[start]
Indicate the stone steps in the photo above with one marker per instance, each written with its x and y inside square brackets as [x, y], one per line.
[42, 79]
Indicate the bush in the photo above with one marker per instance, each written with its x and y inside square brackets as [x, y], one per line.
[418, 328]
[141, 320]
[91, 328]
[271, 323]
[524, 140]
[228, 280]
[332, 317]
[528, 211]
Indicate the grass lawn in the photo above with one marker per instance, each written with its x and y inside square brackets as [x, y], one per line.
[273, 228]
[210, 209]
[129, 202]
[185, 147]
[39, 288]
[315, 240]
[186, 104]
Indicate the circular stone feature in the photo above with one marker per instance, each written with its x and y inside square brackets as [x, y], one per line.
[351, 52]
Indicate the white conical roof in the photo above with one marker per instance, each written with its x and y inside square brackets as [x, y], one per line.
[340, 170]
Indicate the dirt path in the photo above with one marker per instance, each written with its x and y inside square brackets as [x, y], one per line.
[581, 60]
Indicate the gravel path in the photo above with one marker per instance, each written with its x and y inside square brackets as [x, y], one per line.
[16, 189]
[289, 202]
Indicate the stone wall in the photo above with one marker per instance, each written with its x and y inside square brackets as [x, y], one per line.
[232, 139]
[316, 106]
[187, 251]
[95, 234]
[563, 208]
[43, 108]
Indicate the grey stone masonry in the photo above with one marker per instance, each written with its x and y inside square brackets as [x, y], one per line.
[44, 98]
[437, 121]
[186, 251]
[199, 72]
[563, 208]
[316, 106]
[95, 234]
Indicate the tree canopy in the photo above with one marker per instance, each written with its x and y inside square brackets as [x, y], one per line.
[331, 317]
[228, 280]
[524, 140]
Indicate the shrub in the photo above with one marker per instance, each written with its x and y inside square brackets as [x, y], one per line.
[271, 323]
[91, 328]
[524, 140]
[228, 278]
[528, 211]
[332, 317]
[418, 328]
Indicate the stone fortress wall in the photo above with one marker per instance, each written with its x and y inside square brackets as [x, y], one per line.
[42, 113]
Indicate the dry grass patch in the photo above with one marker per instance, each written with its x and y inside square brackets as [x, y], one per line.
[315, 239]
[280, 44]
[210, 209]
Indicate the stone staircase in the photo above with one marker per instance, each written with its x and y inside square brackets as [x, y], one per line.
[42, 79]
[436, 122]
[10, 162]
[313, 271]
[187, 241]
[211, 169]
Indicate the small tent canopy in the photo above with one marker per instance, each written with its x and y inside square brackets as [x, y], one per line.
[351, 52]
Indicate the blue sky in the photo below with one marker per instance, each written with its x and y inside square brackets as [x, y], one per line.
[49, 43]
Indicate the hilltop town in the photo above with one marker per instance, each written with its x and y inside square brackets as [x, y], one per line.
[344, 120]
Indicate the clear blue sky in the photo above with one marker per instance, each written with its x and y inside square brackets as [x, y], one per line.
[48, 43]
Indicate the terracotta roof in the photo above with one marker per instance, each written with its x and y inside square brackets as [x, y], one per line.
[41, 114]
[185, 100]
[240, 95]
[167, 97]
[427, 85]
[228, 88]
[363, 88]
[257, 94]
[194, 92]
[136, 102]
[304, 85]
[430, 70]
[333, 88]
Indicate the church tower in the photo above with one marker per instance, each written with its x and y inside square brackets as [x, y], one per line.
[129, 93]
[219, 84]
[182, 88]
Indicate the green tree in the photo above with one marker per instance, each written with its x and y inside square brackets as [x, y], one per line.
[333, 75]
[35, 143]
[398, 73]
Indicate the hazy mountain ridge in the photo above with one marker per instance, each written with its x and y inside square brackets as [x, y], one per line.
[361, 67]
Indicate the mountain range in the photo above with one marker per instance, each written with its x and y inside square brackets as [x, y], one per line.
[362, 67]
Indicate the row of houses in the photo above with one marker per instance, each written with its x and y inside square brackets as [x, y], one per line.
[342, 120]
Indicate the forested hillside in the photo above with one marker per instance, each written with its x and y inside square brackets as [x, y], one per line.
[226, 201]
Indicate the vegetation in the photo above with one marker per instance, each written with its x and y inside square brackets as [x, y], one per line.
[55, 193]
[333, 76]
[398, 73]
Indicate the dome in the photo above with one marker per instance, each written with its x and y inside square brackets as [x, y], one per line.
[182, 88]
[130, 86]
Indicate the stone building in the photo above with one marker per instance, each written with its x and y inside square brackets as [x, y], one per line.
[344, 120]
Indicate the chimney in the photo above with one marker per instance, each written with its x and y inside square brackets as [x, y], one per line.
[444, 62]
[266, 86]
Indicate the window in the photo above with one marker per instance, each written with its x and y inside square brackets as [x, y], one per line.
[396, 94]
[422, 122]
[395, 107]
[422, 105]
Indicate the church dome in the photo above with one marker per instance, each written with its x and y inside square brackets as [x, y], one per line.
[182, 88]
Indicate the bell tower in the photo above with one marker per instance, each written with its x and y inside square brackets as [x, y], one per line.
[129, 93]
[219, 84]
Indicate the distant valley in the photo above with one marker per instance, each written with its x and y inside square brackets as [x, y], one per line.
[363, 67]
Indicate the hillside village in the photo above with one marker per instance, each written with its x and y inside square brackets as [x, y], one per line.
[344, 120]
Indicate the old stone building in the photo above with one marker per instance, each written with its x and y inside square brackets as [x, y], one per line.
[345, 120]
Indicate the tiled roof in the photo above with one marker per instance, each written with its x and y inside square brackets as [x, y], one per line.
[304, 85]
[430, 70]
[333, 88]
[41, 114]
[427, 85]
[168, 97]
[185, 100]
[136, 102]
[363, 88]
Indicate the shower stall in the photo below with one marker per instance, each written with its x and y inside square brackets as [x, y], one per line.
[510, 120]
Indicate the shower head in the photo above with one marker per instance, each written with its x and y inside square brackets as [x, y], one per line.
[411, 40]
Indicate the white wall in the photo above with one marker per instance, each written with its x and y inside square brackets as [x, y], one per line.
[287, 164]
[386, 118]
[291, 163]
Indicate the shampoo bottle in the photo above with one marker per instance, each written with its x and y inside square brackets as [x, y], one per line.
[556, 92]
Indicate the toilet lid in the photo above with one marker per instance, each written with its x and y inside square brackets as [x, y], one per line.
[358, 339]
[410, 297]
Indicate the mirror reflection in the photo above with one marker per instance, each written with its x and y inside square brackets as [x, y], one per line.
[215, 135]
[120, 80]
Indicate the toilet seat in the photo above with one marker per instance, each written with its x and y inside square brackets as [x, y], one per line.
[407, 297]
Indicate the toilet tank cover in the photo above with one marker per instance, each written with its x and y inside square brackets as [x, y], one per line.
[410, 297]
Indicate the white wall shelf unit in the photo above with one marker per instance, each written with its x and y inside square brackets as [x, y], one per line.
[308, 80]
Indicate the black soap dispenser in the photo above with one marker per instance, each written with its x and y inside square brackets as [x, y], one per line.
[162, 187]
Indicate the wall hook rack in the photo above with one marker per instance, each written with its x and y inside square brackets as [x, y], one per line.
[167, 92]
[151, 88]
[end]
Copy out all of the records above with nothing altered.

▶ [ANSWER FOR THE TASK]
Indicate the stone steps in the photo above with one marker per instance, each written with its x and y inside square brackets as [x, y], one per line.
[42, 79]
Indicate the bush in the photo above with one marker per instance, each written with its x and y inside square brackets as [x, y], one per line.
[418, 328]
[141, 320]
[91, 328]
[271, 323]
[524, 140]
[228, 280]
[332, 317]
[528, 211]
Indicate the grass lawn in the photo above with one marker per instance, each written with its x and y inside square brackets as [x, y], one per line.
[273, 228]
[210, 209]
[129, 202]
[185, 147]
[39, 288]
[315, 240]
[186, 104]
Indicate the circular stone feature in the photo above with one marker per instance, each written with its x and y inside square brackets as [x, y], one per line.
[351, 52]
Indicate the white conical roof in the photo above with one marker per instance, each written with its x and y inside square brackets as [x, y], one per line.
[340, 170]
Indicate the dirt path in the photo above with one marker per instance, each written with its x and y inside square brackets as [x, y], one per line.
[581, 60]
Indicate the gravel path in the photo above with one marker per instance, each written with its x and y inside square brackets as [x, y], one per line.
[16, 189]
[289, 202]
Indicate the stone wall in the photo above with one marker per instance, each written with its x and y inside square brackets as [x, y], one per line.
[232, 139]
[316, 106]
[187, 251]
[95, 234]
[563, 208]
[43, 108]
Indicate the grey stone masonry in the photo above with one marker per instance, each written with its x and y inside square brackets as [x, y], one per line.
[44, 98]
[437, 121]
[186, 251]
[199, 72]
[563, 208]
[316, 106]
[95, 234]
Indicate the tree canopy in the photo above with one marker per instance, each written with its x and y inside square brackets as [x, y], one per line.
[331, 317]
[228, 280]
[524, 140]
Indicate the shrub in the photo above with one marker per instance, each written with its x and y inside square brackets as [x, y], one per line.
[271, 323]
[91, 328]
[524, 140]
[228, 278]
[528, 211]
[332, 317]
[418, 328]
Indicate the stone fortress wall in the photo above with one marker per instance, each written with its x and y inside square brackets as [x, y], one per line.
[42, 113]
Indicate the dry grass patch in the photo above with one marker per instance, each written with its x and y inside square brackets as [x, y], one per line.
[315, 239]
[280, 44]
[210, 209]
Indicate the stone staircase in the photo above with one marker per instance, each written with its x and y inside square brackets as [x, y], one per line.
[42, 79]
[436, 122]
[10, 162]
[313, 271]
[187, 241]
[211, 169]
Indicate the small tent canopy in the photo above with one marker per instance, each written with its x and y inside square brackets as [x, y], one per line.
[351, 52]
Indicate the blue sky in the photo below with one marker per instance, each written with its x and y inside square brackets as [x, y], one per line.
[49, 43]
Indicate the hilltop town in the photo above with one marker per instance, each written with its x and y inside square brackets as [x, y], one per line.
[344, 120]
Indicate the clear blue sky in the photo above with one marker per instance, each written with its x and y inside square brackets as [x, y], one per line.
[48, 43]
Indicate the terracotta roof in the photo above with one marker per instance, each written with its x and y inside square brackets as [x, y], one per line.
[41, 114]
[185, 100]
[240, 95]
[167, 97]
[427, 85]
[228, 88]
[363, 88]
[257, 94]
[194, 92]
[136, 102]
[304, 85]
[430, 70]
[333, 88]
Indicate the church tower in the photo above with one marker per instance, each written with its x and y inside square brackets as [x, y], one per line.
[129, 93]
[219, 84]
[182, 88]
Indicate the green tree in the photo above with one marker per instance, each written with its x and y inside square brackets as [x, y], one per line.
[333, 75]
[35, 143]
[398, 73]
Indicate the hazy mountain ridge in the photo above with one marker per instance, each written with its x and y inside square brackets as [x, y], one per line.
[361, 67]
Indicate the mountain range in the photo above with one marker per instance, each written with its x and y inside square brackets as [x, y], one per line.
[362, 67]
Indicate the row of houses in the photo above with one marker per instance, each written with its x and y inside square brackets as [x, y], one per line.
[342, 120]
Indicate the forested hillside in the photo above with one marker per instance, each written with its x and y inside square brackets as [x, y], one per line.
[226, 201]
Indicate the vegetation in the photo above with one marker per instance, each written with its x and y inside square brackets as [x, y], one per line.
[55, 193]
[333, 76]
[398, 73]
Indicate the dome in the photo above with one marker per instance, each written with its x and y inside square brackets as [x, y], one per line.
[182, 88]
[130, 86]
Indicate the stone building in the photo above with one marker per instance, each written with its x and y inside square brackets as [x, y], one per line.
[344, 120]
Indicate the chimney in the photo above with one marker per instance, each written with its x and y inside square brackets as [x, y], one per line.
[444, 62]
[266, 86]
Indicate the window in the photo above with one marker per instance, each written with its x and y inside square brackets as [x, y], one per line.
[396, 94]
[422, 122]
[395, 107]
[422, 105]
Indicate the church dome in the photo above with one marker per instance, each written with its x and y inside square brackets as [x, y], one per line.
[182, 88]
Indicate the bell tower in the photo above with one marker per instance, each written with its x and y inside square brackets as [x, y], one per line.
[129, 93]
[219, 84]
Indicate the distant valley in the photo above with one marker per instance, each written with its x and y inside square brackets as [x, y], one per line.
[363, 67]
Indicate the hillside village in the photo above with one marker per instance, each written with its x and y inside square brackets as [x, y], one per line.
[344, 120]
Indicate the old stone building in the photo above with one marker per instance, each written with its x and y inside square brackets as [x, y], one per line.
[345, 120]
Indicate the tiled roof in the photo above with one marker per instance, each written with its x and y inside square brackets as [x, y], one per line.
[304, 85]
[430, 70]
[333, 88]
[41, 114]
[427, 85]
[168, 97]
[185, 100]
[136, 102]
[363, 88]
Indicate the shower stall in the photo below with one marker per instance, each written with its x and y inside square brackets as [x, y], one per line.
[510, 120]
Indicate the shower head in the photo above with one marker per instance, each written with its x and y inside square brackets as [x, y], one per line.
[411, 40]
Indicate the white wall in the photo above with one marker per instance, each written with its x and y inside square brackets as [x, y], one per line.
[287, 164]
[386, 118]
[291, 163]
Indicate the shampoo bottle in the photo above with one marker per instance, each written with its x and y inside square brackets as [x, y], one per line.
[556, 92]
Indicate the toilet lid in the photo above with one marker per instance, each written with its x and y inside square brackets as [x, y], one per line.
[358, 339]
[410, 297]
Indicate the mirror reflection in the photo above with one marker per instance, each written with its x and y inside square brackets as [x, y], one per line.
[215, 135]
[120, 80]
Indicate the toilet seat in the photo above with one marker per instance, each written with its x and y inside square brackets as [x, y], one per line.
[407, 297]
Indicate the toilet tank cover in the photo above with one marker per instance, each written with its x and y inside square brackets as [x, y], one per line.
[410, 297]
Indicate the white wall shelf unit in the photo above with one marker per instance, each written with its x and y inside square brackets as [x, y], one per line.
[308, 80]
Indicate the black soap dispenser in the photo above with one marker per instance, each written with its x and y inside square brackets as [x, y], one per line.
[162, 187]
Indicate the wall hook rack in the photo above with one marker per instance, each written with its x and y inside square brackets as [x, y], one per line.
[167, 92]
[151, 88]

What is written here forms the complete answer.